**Exercise**
Gather every line of the records that contains the word "framed", treating case as significant.

**Data to use**

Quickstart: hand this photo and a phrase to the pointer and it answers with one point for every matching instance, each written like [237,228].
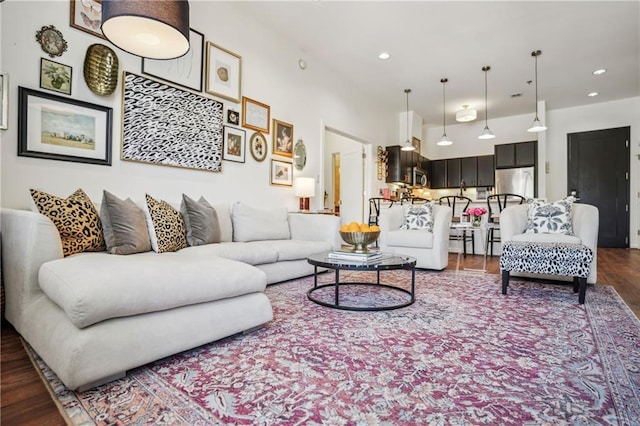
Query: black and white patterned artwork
[168,126]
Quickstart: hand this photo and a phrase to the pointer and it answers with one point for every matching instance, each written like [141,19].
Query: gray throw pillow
[123,225]
[201,221]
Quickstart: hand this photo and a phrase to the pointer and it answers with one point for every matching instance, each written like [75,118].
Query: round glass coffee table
[394,297]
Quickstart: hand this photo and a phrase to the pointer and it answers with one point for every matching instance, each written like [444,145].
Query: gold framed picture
[86,15]
[281,173]
[282,138]
[224,73]
[255,115]
[258,147]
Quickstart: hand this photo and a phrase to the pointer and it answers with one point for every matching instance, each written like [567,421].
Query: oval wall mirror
[299,155]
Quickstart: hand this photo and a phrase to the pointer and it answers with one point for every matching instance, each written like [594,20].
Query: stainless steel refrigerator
[520,181]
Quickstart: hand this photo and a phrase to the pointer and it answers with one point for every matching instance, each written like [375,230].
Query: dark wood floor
[25,400]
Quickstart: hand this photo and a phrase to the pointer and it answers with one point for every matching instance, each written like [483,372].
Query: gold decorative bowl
[360,240]
[101,69]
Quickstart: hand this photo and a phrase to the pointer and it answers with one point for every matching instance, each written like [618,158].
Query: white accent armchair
[585,220]
[431,249]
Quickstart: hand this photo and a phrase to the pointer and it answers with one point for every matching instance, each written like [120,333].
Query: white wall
[307,99]
[552,144]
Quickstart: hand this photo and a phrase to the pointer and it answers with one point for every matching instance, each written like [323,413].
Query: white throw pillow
[550,218]
[419,216]
[250,224]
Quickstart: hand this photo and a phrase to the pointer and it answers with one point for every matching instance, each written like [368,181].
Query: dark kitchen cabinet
[486,170]
[453,172]
[521,154]
[438,174]
[469,170]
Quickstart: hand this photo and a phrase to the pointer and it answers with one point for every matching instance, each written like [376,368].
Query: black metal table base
[337,284]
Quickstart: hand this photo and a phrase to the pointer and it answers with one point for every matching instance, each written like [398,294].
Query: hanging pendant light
[157,29]
[537,125]
[408,146]
[486,133]
[444,140]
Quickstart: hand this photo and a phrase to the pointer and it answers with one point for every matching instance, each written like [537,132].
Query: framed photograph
[51,41]
[188,135]
[57,128]
[86,15]
[258,147]
[234,144]
[255,115]
[185,71]
[55,76]
[233,117]
[281,173]
[282,138]
[4,98]
[224,73]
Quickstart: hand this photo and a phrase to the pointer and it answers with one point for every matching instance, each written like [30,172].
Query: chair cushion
[124,225]
[166,226]
[250,224]
[417,238]
[552,218]
[547,238]
[419,216]
[200,220]
[76,219]
[147,282]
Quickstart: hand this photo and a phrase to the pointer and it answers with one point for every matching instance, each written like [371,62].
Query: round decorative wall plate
[51,41]
[258,146]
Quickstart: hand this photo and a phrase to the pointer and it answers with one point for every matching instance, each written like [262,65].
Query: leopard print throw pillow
[76,219]
[166,226]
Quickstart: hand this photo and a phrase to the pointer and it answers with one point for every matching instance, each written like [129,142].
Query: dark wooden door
[598,170]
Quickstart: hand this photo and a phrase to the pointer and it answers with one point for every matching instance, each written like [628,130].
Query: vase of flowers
[475,213]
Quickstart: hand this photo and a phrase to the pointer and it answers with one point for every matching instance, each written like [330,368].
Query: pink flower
[476,211]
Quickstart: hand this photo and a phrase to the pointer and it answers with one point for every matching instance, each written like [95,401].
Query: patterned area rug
[461,354]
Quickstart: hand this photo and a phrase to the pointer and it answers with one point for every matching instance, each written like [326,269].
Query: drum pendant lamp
[155,29]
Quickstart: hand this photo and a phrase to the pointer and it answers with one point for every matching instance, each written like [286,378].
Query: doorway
[345,169]
[598,170]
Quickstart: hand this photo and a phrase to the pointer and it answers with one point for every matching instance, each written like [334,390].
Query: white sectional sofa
[92,316]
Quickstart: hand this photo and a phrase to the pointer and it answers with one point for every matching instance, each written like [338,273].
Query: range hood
[415,126]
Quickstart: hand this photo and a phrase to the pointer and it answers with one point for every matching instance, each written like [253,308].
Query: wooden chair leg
[583,290]
[505,281]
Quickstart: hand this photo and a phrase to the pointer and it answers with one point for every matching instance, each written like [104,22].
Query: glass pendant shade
[408,146]
[486,134]
[156,29]
[537,125]
[444,140]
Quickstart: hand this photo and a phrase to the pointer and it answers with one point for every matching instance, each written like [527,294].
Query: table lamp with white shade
[304,188]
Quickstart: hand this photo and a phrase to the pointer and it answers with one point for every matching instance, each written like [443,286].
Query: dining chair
[495,204]
[458,205]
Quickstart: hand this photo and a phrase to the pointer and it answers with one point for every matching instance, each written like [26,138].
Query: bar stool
[497,203]
[458,205]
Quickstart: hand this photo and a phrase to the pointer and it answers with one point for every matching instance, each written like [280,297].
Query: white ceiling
[429,40]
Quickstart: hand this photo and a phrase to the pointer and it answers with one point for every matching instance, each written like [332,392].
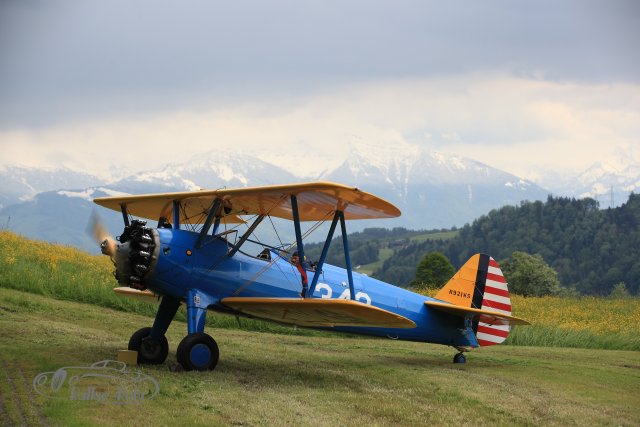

**Solved problem**
Query: gold framed picture
Query: framed photograph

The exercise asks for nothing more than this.